◆ **What the exercise asks**:
Pull out every line of the items below that contains the word "grass", and copy each one in full.

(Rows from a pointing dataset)
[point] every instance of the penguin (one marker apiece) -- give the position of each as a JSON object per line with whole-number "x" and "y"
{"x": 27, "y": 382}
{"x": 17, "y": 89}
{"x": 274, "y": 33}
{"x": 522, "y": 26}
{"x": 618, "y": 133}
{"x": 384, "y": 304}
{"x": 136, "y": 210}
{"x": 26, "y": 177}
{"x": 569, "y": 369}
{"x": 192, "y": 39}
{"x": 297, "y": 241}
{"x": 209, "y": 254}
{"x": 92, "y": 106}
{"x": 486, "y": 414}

--

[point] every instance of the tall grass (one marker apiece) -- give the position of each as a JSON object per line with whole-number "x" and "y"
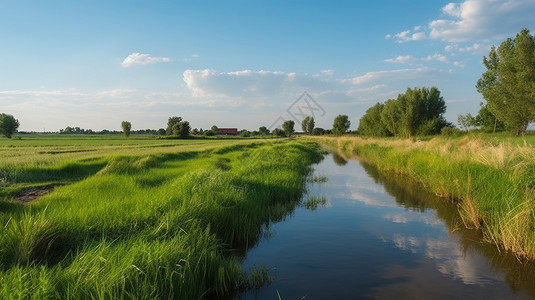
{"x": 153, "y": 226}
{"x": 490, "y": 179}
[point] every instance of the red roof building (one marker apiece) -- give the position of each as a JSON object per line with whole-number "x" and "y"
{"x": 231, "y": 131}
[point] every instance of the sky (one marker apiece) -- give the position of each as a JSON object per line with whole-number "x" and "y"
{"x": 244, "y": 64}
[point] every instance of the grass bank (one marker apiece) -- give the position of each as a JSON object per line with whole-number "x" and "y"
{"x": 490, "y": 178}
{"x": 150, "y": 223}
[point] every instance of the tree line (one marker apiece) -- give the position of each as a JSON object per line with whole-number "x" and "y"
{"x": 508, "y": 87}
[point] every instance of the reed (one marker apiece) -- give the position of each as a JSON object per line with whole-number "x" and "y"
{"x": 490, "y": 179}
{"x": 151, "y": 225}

...

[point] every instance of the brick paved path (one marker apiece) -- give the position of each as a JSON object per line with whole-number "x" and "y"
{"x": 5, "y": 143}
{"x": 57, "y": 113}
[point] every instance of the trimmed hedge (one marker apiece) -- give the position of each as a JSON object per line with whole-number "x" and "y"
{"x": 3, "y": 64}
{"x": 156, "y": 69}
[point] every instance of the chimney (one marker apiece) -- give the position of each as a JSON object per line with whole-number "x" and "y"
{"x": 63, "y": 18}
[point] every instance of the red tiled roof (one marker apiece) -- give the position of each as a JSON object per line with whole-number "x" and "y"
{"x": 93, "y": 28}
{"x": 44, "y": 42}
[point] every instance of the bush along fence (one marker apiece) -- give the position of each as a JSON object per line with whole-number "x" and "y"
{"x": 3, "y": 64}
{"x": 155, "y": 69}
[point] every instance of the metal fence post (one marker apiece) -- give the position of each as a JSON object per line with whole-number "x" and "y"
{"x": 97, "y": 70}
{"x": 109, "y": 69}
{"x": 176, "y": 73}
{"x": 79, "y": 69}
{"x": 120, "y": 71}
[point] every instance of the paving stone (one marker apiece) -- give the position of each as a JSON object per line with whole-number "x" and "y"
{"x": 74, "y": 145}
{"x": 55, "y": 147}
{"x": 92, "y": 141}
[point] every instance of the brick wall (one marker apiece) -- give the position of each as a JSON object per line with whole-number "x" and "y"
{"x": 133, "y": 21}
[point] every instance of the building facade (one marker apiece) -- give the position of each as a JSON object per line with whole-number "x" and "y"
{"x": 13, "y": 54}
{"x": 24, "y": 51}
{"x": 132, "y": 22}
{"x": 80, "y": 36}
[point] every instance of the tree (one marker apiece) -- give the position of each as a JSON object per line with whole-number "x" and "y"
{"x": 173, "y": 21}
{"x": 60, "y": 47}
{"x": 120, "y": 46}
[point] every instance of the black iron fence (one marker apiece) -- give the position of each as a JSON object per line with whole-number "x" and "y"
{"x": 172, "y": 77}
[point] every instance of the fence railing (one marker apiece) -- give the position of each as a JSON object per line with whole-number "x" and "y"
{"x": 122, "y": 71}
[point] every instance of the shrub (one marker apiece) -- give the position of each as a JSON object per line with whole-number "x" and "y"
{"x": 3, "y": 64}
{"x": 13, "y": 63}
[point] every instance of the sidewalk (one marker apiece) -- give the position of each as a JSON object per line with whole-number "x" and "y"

◆ **Solution to the problem**:
[point] every instance of the tall grass (one marker apiece) -- give the position of each as a JSON object per line with whole-number "x" and "y"
[point] every instance of the grass bank (one marker apiece) -- give the position of each as a JSON object per line with whole-number "x" and "y"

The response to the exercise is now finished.